→ **TASK GOAL**: Format the records below as a JSON list of strings, one string per line, with blank lines left out.

#####

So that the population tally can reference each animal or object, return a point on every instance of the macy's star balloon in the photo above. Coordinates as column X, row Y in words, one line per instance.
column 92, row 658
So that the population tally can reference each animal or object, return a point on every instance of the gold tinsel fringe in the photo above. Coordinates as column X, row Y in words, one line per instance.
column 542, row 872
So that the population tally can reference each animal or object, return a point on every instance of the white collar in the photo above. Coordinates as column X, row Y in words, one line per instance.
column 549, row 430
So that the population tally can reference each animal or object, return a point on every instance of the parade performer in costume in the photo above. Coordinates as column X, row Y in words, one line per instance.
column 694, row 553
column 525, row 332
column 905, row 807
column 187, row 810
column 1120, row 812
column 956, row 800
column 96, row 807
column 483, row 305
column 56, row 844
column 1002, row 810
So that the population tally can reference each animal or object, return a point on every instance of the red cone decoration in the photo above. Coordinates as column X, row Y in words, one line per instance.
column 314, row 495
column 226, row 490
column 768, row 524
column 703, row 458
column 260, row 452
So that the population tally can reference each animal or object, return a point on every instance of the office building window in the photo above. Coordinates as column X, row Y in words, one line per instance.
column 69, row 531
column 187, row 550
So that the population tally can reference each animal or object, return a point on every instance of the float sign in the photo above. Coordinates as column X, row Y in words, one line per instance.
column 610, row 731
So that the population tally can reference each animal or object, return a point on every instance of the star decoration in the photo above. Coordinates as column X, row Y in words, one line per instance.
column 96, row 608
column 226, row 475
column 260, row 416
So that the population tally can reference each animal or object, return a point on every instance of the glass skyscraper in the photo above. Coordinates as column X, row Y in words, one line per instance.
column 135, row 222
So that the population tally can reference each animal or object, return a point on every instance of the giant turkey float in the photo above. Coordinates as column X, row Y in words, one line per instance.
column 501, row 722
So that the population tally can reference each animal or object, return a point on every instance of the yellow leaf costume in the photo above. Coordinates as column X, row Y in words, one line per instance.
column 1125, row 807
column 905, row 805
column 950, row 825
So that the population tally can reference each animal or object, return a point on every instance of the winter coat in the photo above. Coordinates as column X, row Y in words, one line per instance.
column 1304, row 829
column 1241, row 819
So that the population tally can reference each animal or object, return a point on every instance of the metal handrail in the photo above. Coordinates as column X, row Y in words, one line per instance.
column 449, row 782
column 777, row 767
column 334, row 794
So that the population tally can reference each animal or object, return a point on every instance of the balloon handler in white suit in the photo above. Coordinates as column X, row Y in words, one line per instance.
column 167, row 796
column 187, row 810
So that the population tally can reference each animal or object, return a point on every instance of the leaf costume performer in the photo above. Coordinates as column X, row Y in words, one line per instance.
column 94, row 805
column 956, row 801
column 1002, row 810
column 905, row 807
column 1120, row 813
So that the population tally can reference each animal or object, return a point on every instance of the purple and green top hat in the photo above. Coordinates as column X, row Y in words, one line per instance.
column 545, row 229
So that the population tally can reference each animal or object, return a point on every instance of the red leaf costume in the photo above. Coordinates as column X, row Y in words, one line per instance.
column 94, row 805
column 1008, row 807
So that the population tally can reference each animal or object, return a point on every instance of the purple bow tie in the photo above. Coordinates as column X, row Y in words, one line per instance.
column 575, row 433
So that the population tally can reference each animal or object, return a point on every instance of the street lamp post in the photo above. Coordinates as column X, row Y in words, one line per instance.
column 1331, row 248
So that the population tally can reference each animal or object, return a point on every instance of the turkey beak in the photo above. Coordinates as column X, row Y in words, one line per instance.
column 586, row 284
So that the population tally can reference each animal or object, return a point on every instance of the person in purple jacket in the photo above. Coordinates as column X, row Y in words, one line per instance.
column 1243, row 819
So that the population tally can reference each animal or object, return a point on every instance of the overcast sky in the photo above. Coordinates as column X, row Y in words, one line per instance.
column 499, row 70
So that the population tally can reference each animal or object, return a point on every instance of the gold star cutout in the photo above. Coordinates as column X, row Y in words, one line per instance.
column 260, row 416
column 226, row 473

#####

→ **COMPLETED TASK**:
[
  "So that the population tally can reference each animal or object, return a point on every instance of the macy's star balloon in the photo above. Coordinates as column X, row Y in words, one line per instance.",
  "column 92, row 658",
  "So that the population tally can reference each animal or object, return a point on every instance of the gold tinsel fringe in the photo above. Coordinates as column X, row Y in words, one line per instance.",
  "column 542, row 872",
  "So that the population tally can reference each animal or object, return a point on every instance of the white collar in the photo above. Coordinates as column X, row Y in words, one line per instance.",
  "column 549, row 430",
  "So that the population tally can reference each animal or object, return a point on every instance of the parade performer in costume in the photo above. Coordinates as column X, row Y in words, one line per instance.",
  "column 694, row 553",
  "column 525, row 332",
  "column 905, row 807",
  "column 187, row 810",
  "column 1120, row 812",
  "column 956, row 800",
  "column 96, row 807",
  "column 483, row 305",
  "column 56, row 844",
  "column 1002, row 810",
  "So that the population tally can reference each animal or object, return a point on every instance of the red cone decoration in the photo above. Coordinates as column X, row Y in words, one line per instance.",
  "column 314, row 495",
  "column 226, row 490",
  "column 768, row 524",
  "column 703, row 458",
  "column 260, row 452",
  "So that the population tally can reference each animal or object, return a point on every instance of the office building window in the photo above. Coordinates as column X, row Y in words, one line per instance.",
  "column 69, row 531",
  "column 187, row 550",
  "So that the population tally can reference each animal or object, return a point on every instance of the float sign in the photo above. Coordinates as column X, row Y in words, one line per instance.",
  "column 610, row 731",
  "So that the population tally can reference each animal or object, return a point on every instance of the star decoration in the photo above. Coordinates as column X, row Y in words, one line per instance.",
  "column 96, row 608",
  "column 226, row 475",
  "column 260, row 416",
  "So that the population tally can reference each animal or object, return a point on every instance of the glass skyscraper in the photo above. Coordinates as column X, row Y in words, one line per instance.",
  "column 135, row 222",
  "So that the population tally can reference each animal or object, return a point on every instance of the giant turkey float in the photo above. Coordinates as column X, row Y in words, one line per instance.",
  "column 501, row 722",
  "So that the population tally can reference each animal or object, return a point on every instance of the yellow leaf costume in the photo above. Coordinates as column X, row Y in words, one line per instance.",
  "column 1125, row 807",
  "column 905, row 805",
  "column 950, row 825",
  "So that the population tally can reference each animal or object, return a point on every instance of the winter coat in the photo above. Coordinates as column X, row Y in words, one line per instance.",
  "column 1304, row 829",
  "column 1241, row 819",
  "So that the population tally can reference each animal or object, return a point on every instance of the metal handrail in the photo above. Coordinates as column X, row Y in words, one line per instance.",
  "column 449, row 782",
  "column 777, row 767",
  "column 334, row 794",
  "So that the population tally can reference each animal or object, return a point on every instance of the balloon handler in white suit in the photo above. Coordinates as column X, row Y in words, one line per instance.",
  "column 167, row 796",
  "column 187, row 810",
  "So that the population tally can reference each animal or object, return a point on every instance of the leaf costume performer in the photo above. Coordinates as column X, row Y in words, one line per instance.",
  "column 94, row 805",
  "column 956, row 801",
  "column 1002, row 810",
  "column 905, row 807",
  "column 1120, row 813",
  "So that the population tally can reference each animal or object, return a point on every instance of the purple and green top hat in the photo above. Coordinates as column X, row Y in words, one line per instance.",
  "column 545, row 229",
  "So that the population tally can reference each animal or object, return a point on every instance of the red leaf costume in the photo above. Coordinates as column X, row Y in words, one line per instance.",
  "column 94, row 805",
  "column 1008, row 807",
  "So that the population tally can reference each animal or object, return a point on every instance of the purple bow tie in the photo above. Coordinates as column X, row Y in words, one line per instance.",
  "column 575, row 433",
  "So that the population tally can reference each animal or object, return a point on every instance of the street lamp post in the photo above. Coordinates as column X, row Y in words, one line per instance.",
  "column 1331, row 248",
  "So that the population tally can reference each animal or object, return a point on every instance of the turkey beak in the photo above. Coordinates as column X, row Y in words, one line per instance.",
  "column 586, row 284",
  "So that the population tally can reference each animal or object, return a point on every instance of the person in purple jacket in the photo above. Coordinates as column X, row Y in words, one line per instance.",
  "column 1243, row 819",
  "So that the population tally can reference each animal or object, return a point on every instance of the overcast sky in the photo above. Coordinates as column X, row Y in words, one line per instance.",
  "column 499, row 70",
  "So that the population tally can reference each animal or object, return a point on every instance of the gold star cutout in the photo above. Coordinates as column X, row Y in words, one line per instance.",
  "column 260, row 416",
  "column 226, row 473"
]